Given exercise:
Convert the lines from the one containing "Point out the green foliage" through the last line of the items, inclusive, into a Markdown table with the columns Row and Line. Number each line and leave out blank lines.

Given data:
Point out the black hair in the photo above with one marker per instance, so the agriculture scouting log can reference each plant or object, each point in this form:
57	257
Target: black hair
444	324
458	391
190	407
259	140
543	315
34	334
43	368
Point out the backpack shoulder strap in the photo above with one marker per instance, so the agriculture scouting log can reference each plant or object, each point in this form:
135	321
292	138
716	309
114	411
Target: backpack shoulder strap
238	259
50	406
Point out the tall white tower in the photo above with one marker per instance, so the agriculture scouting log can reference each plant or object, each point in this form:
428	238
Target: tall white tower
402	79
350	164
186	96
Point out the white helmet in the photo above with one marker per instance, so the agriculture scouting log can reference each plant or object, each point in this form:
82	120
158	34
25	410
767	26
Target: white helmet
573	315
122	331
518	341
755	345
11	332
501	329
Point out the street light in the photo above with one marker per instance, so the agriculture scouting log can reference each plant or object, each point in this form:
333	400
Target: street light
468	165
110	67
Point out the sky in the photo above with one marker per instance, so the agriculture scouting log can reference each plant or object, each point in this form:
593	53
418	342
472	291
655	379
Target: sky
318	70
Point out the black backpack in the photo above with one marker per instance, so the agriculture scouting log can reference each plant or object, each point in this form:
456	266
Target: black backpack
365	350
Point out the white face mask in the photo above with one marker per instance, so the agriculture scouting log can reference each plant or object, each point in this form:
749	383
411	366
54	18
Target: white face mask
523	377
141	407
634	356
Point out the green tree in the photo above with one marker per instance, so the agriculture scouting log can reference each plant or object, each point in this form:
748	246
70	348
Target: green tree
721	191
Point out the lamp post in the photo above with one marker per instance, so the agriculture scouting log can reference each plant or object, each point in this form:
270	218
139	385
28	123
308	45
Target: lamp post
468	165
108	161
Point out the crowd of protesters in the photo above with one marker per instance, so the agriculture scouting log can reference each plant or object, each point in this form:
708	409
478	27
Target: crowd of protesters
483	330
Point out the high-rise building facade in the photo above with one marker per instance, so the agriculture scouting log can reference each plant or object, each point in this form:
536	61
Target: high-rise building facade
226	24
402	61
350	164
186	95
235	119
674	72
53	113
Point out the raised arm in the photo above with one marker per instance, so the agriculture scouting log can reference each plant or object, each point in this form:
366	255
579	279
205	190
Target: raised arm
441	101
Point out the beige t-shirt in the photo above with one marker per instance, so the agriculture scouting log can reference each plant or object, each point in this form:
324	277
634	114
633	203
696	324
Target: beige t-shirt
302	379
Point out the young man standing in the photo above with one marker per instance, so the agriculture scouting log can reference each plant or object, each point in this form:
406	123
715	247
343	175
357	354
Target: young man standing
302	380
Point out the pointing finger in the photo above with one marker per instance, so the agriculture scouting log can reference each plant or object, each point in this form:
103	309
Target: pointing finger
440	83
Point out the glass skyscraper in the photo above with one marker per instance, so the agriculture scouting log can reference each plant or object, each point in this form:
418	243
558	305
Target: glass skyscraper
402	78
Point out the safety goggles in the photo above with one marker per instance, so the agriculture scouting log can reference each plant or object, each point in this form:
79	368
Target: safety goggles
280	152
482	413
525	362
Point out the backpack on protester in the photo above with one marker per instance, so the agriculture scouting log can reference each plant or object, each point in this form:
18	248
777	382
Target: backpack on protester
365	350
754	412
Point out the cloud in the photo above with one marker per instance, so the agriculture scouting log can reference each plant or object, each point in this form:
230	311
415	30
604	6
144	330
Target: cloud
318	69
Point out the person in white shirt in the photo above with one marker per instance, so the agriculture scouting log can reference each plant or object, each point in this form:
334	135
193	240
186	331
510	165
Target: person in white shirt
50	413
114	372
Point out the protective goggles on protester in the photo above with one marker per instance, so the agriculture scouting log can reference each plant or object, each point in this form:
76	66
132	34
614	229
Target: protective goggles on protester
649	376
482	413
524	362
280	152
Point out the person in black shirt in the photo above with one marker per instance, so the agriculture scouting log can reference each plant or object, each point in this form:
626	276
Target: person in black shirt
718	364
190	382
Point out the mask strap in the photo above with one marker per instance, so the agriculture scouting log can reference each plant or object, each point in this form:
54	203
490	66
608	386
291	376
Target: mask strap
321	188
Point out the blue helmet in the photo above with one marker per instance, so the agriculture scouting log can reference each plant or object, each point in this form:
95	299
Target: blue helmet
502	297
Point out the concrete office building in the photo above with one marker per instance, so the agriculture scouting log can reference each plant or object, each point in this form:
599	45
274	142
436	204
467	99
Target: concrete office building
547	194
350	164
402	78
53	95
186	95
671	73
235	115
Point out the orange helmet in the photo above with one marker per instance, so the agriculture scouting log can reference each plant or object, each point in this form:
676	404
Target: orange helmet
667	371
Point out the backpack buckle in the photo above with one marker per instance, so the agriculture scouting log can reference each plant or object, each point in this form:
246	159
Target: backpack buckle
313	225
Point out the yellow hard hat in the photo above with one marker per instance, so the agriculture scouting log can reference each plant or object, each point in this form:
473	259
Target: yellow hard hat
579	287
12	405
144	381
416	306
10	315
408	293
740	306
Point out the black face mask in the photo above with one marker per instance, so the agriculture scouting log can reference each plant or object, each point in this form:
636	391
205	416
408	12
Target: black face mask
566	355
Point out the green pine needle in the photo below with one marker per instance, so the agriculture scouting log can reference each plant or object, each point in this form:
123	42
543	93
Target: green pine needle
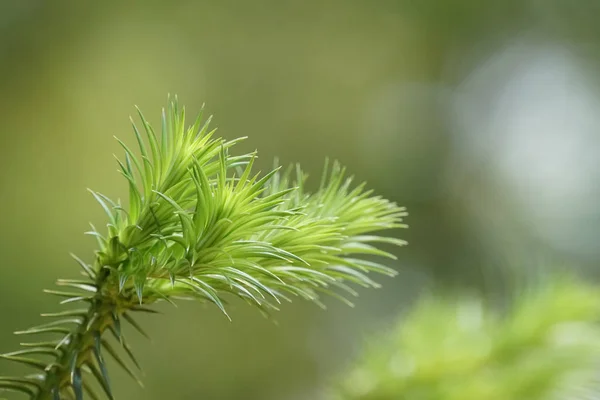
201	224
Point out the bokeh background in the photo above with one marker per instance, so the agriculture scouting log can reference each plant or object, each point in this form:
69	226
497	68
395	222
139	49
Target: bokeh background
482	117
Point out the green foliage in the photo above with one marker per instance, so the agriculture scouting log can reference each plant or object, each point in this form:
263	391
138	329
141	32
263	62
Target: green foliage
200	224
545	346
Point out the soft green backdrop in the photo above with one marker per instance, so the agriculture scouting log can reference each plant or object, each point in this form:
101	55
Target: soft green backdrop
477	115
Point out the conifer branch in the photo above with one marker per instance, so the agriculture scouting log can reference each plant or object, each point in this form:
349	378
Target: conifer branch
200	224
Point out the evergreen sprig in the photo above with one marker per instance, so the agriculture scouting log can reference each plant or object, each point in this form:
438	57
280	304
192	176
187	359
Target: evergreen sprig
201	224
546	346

Solution for this exercise:
| Row | Line |
|---|---|
| 1 | Point out the green foliage in the photo above with one marker per instance, so the agriculture scouting log can reference each plant or object, each point in this form: |
| 2 | 263	391 |
| 3 | 138	329 |
| 4 | 141	32 |
| 5 | 263	62 |
| 6 | Target: green foliage |
| 7 | 200	224 |
| 8 | 545	346 |
| 9 | Point out the soft green backdrop in the photo above with one marker per instance, so the agriculture scouting log can reference each plant or object, each point in this form: |
| 10 | 101	55 |
| 11 | Target: soft green backdrop |
| 12 | 477	115 |
| 13 | Point out the conifer branch in the photo above with one marker per instance, so the agriculture scouting log can reference each plant or object, each point in this form: |
| 14 | 349	378 |
| 15 | Target: conifer branch |
| 16 | 200	224 |
| 17 | Point out the evergreen sprig in the photo above with one marker per instance, so the agriculture scouting log can reference each plant or object, each point in this form: |
| 18 | 438	57 |
| 19 | 280	304 |
| 20 | 192	176 |
| 21 | 187	359 |
| 22 | Target: evergreen sprig |
| 23 | 201	224 |
| 24 | 546	346 |